YOUR OBJECTIVE: Continue the Industrial Milk Company financial review from where it stops.

Speaking about MY2016/17 as a whole, according to our estimations revenues of IMC made USD 133M, EBITDA – USD 49M (generally in line with our expectations). Operating cash inflow of the company during July 2016 – June 2017 made USD 36M (main part of difference vs. EBITDA is related to interest paid).
Operating cash flow has been directed mainly for debt repayment (USD 15M), investment activity (USD 7M), also cash position at the balance sheet of IMC increased from USD 4.7M as of 30.06.16 up to USD 12.4M.
Balance Sheet structure
Following ongoing deleverage of the company (almost USD 40M of debt has been repaid during last two marketing years), balance sheet structure of Industrial Milk Company largely improved.
At the moment Net Debt/EBITDA ratio stands at healthy 1.3x, Debt/Equity – 0.8x (though we emphasize that new marketing year profits have been largely accounted in P&L of the company in form of gain from biological assets revaluation for H1 2017).

SUPPLIED ENTRIES:

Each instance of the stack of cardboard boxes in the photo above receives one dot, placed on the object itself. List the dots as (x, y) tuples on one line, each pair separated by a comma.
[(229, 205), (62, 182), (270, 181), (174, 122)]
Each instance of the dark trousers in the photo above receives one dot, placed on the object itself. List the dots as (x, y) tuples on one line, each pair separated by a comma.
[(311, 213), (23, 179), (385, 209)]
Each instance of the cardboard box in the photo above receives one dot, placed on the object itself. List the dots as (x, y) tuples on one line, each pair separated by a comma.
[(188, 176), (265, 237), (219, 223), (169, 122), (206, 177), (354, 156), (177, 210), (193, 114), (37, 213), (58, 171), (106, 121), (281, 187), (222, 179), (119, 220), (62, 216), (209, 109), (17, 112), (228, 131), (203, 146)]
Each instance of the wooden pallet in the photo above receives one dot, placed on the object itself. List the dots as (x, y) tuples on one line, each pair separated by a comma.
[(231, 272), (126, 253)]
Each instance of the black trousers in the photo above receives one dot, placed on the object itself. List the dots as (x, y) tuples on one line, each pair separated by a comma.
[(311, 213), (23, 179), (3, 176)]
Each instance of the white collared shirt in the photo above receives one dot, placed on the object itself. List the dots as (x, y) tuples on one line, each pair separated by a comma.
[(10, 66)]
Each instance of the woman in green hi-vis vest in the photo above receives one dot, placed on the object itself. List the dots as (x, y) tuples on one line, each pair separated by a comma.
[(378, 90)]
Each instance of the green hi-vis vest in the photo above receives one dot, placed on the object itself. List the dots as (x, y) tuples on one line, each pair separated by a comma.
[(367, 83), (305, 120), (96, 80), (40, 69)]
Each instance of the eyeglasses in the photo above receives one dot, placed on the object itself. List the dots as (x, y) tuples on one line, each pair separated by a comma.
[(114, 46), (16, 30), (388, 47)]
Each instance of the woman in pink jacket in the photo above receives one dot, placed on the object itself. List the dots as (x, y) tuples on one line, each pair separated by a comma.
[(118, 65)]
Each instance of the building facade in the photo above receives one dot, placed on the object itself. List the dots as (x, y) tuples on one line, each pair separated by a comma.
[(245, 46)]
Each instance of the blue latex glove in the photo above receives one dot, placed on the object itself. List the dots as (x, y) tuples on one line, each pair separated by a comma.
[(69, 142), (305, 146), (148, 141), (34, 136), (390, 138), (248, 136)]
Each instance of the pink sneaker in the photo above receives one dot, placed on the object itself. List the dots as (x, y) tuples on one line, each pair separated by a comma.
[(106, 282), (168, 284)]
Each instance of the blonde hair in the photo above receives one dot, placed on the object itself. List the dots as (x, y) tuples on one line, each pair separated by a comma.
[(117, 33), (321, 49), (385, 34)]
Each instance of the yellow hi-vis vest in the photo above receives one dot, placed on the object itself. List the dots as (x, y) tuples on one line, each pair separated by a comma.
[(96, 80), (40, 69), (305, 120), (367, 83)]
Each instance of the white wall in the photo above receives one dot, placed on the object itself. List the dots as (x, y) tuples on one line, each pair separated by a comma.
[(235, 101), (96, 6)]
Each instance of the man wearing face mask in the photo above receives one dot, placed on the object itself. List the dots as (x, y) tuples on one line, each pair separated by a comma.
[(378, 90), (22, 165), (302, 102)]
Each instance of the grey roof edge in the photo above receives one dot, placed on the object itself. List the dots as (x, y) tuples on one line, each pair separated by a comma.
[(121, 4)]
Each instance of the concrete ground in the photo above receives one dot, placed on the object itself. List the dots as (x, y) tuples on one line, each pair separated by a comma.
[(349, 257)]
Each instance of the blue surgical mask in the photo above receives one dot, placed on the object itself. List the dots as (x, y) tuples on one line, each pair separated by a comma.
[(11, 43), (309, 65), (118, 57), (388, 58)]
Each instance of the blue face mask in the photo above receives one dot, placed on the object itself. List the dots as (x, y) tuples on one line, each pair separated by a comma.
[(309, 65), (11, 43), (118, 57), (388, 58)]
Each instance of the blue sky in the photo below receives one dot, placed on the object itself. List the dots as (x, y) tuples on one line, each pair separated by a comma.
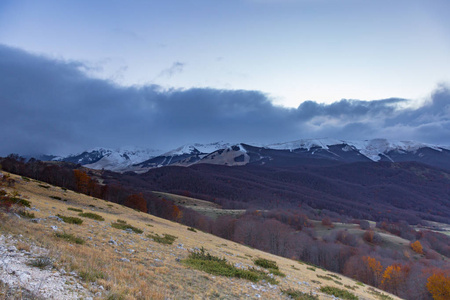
[(76, 75), (293, 51)]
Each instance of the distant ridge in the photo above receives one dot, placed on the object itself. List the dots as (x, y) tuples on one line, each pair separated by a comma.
[(305, 151)]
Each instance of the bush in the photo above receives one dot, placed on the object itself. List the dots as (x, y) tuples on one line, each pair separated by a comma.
[(70, 238), (167, 239), (75, 209), (92, 216), (337, 292), (299, 295), (206, 262), (265, 263), (91, 275), (41, 262), (71, 220), (124, 226), (26, 214)]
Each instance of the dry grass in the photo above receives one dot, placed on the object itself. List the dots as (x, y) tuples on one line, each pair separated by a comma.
[(130, 265)]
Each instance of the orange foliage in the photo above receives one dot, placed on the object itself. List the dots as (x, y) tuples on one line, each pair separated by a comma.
[(82, 180), (438, 285), (394, 277), (417, 247), (137, 201), (375, 268)]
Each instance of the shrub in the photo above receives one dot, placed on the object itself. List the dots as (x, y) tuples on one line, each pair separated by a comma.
[(26, 214), (417, 247), (92, 216), (206, 262), (41, 262), (124, 226), (299, 295), (75, 209), (265, 263), (71, 220), (91, 275), (337, 292), (70, 238), (167, 239), (379, 295)]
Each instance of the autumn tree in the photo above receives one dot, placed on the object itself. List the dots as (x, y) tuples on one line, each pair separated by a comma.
[(438, 285), (417, 247), (394, 278), (137, 201), (374, 269)]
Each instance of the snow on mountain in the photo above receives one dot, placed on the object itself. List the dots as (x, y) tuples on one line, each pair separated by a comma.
[(197, 149), (114, 160), (373, 149), (305, 144), (376, 148)]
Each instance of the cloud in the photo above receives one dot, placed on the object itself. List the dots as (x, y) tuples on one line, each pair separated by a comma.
[(52, 106), (176, 68)]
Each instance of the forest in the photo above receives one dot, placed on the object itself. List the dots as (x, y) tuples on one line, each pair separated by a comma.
[(285, 209)]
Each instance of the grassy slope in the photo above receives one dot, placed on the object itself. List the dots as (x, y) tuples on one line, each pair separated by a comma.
[(201, 206), (153, 270)]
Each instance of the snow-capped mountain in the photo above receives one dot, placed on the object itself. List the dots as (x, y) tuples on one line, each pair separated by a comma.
[(109, 159), (295, 153)]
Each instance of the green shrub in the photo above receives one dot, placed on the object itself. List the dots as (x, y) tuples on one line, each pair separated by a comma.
[(335, 276), (92, 216), (91, 275), (324, 277), (71, 220), (125, 226), (299, 295), (206, 262), (70, 238), (41, 262), (265, 263), (20, 201), (75, 209), (26, 214), (337, 292), (166, 239), (378, 294)]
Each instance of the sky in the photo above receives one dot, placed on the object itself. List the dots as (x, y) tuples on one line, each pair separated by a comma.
[(159, 74)]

SOLVED EXERCISE:
In the structure of debt by its maturity positive is the fact that main part of debt (USD 50M out of USD 77M) is represented by long-term liabilities (we note USD 41.4M with maturity of Y2020). Also positive from short-term perspective is recent refinancing of short-term liabilities in amount of USD 20M. It is planned that by the end of 2017 the total debt of the IMC will be about $65 million, which is 22% less than in 2016.
Finally we specially note that on 28 August 2017, the Board of Directors of IMC announced a distribution of the interim dividend to the company’s shareholders. On 27 September 2017 IMC will pay the company's first ever dividend to all its investors as of 20 September 2017, at EUR 0.05 per share for an aggregate amount of about EUR 1.66 million (approximately USD 2M).